¿Quién sabe lo que quiere la gente? (a una semana de las elecciones)
Por Marcelo
Laponia
La
sociología, empleando en su favor los avances del marketing, mide
bastante bien el deseo de la gente. Se aproxima con sorprendente exactitud a
ese evasivo objeto fetiche que, según los encuestadores, muta incluso día a
día.
Resulta
ilustrativo apreciar la faceta pública de los jefes de las empresas de
medición. Su cara digámosle “periodística”; una curiosa compulsión a asistir,
durante los días previos a las elecciones, a cuanto programa televisivo
dedicado al análisis político haya.
Lo que
disfruto de ese espectáculo es el lado espectacular de unos debates que jamás
caen en aburridas competencias técnicas sobre parámetros y rigurosidades sino
que desconciertan por sus amplias pretensiones interpretativas.
Como
sucede con las consultoras económicas, quienes se encargan de estudiar con
meticulosidad un complejo enjambre de números y de relevar complejas decisiones
micro-políticas, emergen grandiosos a las superficies mediáticas, cual médicos
de la sociedad, profiriendo –con palabras preparadas para el oficio del
comunicador- notables filípicas, exhibiendo nítidas razones colectivas y
exponiendo al detalle los motivos políticos de la gente.
○ ○ ○ ○
◆ TAREAS:
**1.** Vuelve a escribir el fragmento del texto sobre las encuestas comprendido entre "Por Marcelo" y "análisis político haya.", ambos incluidos.
**2.** Enumera todos los verbos en gerundio que aparecen en el último párrafo del texto sobre las encuestas.
**3.** Según los encuestadores citados en el texto sobre las encuestas, ¿con qué frecuencia muta el deseo de la gente?
Las filas no tienen relación con el texto sobre las encuestas.

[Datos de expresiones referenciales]
○ ○ ○ ○
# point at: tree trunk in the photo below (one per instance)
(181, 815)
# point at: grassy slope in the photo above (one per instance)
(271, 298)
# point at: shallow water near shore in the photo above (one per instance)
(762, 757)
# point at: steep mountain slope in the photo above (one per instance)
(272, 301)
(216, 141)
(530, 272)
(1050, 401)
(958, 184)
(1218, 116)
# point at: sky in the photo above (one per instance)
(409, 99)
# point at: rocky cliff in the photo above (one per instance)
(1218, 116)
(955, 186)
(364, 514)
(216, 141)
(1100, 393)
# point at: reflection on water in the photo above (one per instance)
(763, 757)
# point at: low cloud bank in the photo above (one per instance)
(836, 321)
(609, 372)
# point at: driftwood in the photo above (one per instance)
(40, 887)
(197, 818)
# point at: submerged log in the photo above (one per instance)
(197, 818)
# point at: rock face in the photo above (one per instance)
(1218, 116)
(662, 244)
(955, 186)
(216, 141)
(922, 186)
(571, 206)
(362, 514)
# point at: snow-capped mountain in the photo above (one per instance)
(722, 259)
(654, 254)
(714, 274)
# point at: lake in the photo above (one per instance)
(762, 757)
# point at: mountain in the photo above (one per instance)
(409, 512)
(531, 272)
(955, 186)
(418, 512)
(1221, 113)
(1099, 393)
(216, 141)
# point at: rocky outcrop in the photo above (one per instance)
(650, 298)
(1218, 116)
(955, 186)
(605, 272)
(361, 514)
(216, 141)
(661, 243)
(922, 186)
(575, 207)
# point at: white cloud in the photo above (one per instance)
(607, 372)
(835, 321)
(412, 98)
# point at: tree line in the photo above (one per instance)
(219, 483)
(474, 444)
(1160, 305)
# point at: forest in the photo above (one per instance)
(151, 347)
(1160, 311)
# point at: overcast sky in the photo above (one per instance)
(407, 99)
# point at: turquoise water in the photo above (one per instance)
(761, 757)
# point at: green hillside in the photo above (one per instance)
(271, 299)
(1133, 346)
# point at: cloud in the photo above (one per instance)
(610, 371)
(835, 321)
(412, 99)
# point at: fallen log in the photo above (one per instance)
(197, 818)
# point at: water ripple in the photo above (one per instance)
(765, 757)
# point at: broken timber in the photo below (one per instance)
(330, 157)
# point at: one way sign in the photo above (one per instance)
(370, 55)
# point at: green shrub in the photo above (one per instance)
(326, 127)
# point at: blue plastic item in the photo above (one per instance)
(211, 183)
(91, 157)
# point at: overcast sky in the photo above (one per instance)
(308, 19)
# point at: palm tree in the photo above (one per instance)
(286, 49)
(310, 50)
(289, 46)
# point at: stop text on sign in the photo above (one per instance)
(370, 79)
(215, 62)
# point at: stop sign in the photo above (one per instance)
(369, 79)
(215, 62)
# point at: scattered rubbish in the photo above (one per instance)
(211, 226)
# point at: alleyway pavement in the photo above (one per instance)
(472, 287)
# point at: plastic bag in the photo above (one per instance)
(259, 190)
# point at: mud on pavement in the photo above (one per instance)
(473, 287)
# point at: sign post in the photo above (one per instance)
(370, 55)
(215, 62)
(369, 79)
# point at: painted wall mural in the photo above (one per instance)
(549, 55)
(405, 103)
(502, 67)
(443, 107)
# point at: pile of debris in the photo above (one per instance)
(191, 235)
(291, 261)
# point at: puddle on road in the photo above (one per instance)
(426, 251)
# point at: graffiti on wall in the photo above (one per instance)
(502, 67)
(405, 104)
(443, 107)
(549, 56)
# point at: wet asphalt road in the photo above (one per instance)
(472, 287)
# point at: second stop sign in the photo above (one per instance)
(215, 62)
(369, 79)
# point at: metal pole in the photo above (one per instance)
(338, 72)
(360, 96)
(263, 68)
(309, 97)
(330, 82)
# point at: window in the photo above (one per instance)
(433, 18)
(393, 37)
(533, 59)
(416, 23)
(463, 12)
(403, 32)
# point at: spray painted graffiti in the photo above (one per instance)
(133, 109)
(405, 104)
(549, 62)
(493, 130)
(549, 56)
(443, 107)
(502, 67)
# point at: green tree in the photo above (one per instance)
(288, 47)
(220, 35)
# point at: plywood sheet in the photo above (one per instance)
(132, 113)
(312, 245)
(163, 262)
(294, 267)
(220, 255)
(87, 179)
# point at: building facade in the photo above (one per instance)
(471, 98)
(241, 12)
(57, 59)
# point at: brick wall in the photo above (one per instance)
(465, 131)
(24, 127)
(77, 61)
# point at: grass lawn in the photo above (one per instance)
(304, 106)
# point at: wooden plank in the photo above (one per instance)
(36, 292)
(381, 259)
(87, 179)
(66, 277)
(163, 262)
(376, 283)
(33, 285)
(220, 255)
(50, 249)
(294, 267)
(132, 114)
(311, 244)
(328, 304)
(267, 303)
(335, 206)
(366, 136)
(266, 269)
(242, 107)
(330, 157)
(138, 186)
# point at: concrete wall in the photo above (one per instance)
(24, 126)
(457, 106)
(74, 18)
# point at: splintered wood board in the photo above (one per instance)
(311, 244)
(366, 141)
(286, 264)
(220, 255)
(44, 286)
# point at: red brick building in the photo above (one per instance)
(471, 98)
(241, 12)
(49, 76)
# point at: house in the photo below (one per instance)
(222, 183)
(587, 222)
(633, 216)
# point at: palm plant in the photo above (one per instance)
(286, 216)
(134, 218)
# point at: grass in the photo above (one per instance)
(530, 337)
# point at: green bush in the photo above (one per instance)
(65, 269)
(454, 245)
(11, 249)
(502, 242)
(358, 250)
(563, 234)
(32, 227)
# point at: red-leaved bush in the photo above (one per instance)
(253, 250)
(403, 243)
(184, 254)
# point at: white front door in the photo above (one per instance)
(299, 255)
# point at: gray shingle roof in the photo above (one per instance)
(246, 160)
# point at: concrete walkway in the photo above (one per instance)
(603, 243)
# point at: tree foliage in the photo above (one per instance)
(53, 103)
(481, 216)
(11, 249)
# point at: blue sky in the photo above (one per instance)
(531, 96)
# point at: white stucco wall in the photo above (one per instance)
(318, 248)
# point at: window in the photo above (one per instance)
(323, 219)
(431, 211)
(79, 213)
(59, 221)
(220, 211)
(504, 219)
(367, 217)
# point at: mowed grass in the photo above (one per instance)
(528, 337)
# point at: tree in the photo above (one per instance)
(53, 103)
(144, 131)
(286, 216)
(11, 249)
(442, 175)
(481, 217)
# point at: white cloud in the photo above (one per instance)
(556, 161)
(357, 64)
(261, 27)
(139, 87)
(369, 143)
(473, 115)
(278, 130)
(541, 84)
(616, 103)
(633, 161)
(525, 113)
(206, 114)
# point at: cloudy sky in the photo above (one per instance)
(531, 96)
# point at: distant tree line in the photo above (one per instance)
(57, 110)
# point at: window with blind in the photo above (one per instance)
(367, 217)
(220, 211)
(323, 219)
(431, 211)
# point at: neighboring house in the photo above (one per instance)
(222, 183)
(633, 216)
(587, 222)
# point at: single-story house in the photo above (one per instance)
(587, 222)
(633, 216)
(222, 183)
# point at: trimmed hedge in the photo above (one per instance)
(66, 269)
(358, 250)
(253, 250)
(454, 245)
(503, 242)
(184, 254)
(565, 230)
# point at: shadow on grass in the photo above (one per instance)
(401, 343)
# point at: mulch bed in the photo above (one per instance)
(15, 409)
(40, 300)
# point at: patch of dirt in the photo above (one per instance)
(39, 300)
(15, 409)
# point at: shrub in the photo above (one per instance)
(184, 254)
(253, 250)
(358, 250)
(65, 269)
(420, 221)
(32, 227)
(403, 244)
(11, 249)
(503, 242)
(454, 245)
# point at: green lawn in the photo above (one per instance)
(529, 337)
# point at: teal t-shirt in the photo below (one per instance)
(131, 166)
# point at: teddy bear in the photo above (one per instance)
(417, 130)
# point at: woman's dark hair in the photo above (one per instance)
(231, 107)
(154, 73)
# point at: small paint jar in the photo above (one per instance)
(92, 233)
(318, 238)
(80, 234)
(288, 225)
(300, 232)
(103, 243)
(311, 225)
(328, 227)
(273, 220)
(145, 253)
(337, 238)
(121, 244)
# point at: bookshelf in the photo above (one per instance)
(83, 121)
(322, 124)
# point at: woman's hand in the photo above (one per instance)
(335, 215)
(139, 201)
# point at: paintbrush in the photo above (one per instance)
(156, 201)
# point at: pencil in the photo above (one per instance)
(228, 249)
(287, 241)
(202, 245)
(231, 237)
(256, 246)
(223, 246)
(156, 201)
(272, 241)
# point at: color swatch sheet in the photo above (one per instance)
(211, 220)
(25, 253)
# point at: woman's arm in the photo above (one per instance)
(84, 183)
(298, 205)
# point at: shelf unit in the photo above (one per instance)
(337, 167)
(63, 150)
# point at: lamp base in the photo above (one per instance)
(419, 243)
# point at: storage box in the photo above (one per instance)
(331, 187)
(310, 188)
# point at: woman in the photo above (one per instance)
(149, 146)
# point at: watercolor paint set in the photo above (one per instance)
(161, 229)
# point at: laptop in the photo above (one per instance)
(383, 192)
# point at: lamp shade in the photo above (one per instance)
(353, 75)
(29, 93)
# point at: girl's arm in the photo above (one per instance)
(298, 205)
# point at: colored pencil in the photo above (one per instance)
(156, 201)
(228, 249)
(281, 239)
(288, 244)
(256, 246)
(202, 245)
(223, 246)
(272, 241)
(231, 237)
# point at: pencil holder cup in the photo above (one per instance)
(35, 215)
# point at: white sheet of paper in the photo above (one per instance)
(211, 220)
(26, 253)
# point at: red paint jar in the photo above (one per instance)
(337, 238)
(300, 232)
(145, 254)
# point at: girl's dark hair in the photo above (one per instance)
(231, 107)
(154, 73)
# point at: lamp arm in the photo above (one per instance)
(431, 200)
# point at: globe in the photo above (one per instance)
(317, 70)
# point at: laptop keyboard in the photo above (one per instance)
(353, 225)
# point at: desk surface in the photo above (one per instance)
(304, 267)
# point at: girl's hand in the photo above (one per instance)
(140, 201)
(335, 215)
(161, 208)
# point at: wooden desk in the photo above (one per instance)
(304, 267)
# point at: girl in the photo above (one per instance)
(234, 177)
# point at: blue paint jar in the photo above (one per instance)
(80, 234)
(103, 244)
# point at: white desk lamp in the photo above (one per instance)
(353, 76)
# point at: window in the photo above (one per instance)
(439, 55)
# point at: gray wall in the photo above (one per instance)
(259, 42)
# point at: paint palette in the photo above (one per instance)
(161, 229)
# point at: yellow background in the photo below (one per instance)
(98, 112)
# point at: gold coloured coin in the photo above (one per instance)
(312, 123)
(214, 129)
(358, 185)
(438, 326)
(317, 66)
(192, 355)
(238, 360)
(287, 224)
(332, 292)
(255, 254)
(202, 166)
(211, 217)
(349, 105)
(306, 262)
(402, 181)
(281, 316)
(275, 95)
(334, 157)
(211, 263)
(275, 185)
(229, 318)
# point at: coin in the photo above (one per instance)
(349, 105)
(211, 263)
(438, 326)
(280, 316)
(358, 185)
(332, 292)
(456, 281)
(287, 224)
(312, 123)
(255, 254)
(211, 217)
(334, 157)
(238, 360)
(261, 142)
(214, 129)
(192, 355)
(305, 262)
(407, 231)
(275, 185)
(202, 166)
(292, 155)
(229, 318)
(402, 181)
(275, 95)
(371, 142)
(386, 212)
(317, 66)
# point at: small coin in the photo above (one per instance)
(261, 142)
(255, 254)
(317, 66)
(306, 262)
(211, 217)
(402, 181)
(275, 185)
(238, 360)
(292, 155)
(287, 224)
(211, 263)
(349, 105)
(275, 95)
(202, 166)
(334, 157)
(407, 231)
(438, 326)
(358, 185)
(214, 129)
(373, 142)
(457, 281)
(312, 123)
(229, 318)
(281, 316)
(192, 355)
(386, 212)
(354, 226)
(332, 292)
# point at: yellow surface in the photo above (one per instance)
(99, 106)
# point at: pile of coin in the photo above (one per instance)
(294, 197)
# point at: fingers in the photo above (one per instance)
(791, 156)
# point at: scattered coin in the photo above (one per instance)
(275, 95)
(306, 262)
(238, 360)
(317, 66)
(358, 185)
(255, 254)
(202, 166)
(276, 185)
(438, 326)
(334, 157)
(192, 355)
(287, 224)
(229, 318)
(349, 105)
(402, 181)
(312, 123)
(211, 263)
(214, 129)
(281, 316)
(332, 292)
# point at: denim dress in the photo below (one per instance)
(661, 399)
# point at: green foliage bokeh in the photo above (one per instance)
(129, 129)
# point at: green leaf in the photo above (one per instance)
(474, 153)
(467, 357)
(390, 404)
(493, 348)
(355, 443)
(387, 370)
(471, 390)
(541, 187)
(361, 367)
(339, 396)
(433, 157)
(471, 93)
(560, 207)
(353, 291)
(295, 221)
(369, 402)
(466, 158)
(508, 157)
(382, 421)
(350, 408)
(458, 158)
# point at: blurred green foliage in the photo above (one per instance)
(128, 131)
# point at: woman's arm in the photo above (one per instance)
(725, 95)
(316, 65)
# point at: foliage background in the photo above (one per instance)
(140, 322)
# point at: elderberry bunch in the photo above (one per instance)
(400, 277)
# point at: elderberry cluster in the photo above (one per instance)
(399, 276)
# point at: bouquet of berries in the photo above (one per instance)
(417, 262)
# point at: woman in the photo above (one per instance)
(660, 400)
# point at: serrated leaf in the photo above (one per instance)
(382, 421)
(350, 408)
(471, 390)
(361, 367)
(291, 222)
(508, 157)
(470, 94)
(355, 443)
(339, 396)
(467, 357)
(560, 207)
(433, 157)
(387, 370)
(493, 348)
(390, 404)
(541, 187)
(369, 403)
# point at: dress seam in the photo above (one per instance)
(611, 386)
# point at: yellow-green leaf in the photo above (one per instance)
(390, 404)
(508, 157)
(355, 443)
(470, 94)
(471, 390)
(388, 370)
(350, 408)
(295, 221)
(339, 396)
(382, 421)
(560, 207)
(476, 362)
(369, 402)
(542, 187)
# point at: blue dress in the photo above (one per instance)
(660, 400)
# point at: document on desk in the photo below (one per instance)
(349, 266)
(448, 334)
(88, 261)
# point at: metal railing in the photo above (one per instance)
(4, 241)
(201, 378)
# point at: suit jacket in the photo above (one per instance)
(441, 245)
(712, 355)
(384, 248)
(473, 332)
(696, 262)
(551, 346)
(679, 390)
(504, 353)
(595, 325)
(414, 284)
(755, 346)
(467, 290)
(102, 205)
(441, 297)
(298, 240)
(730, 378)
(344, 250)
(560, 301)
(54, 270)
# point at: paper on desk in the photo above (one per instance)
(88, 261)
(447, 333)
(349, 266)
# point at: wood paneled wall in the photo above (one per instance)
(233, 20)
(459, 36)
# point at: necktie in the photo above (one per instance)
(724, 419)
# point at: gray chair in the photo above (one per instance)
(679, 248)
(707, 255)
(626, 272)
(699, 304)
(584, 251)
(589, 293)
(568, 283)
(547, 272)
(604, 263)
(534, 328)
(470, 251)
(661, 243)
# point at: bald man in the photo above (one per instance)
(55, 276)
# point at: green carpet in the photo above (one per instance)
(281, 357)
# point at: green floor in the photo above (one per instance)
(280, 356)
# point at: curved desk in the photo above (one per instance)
○ ○ ○ ○
◆ RESPUESTAS POR TAREA:
**1.**
Por Marcelo
Laponia
La
sociología, empleando en su favor los avances del marketing, mide
bastante bien el deseo de la gente. Se aproxima con sorprendente exactitud a
ese evasivo objeto fetiche que, según los encuestadores, muta incluso día a
día.
Resulta
ilustrativo apreciar la faceta pública de los jefes de las empresas de
medición. Su cara digámosle “periodística”; una curiosa compulsión a asistir,
durante los días previos a las elecciones, a cuanto programa televisivo
dedicado al análisis político haya.

**2.** profiriendo, exhibiendo, exponiendo

**3.** Incluso día a día.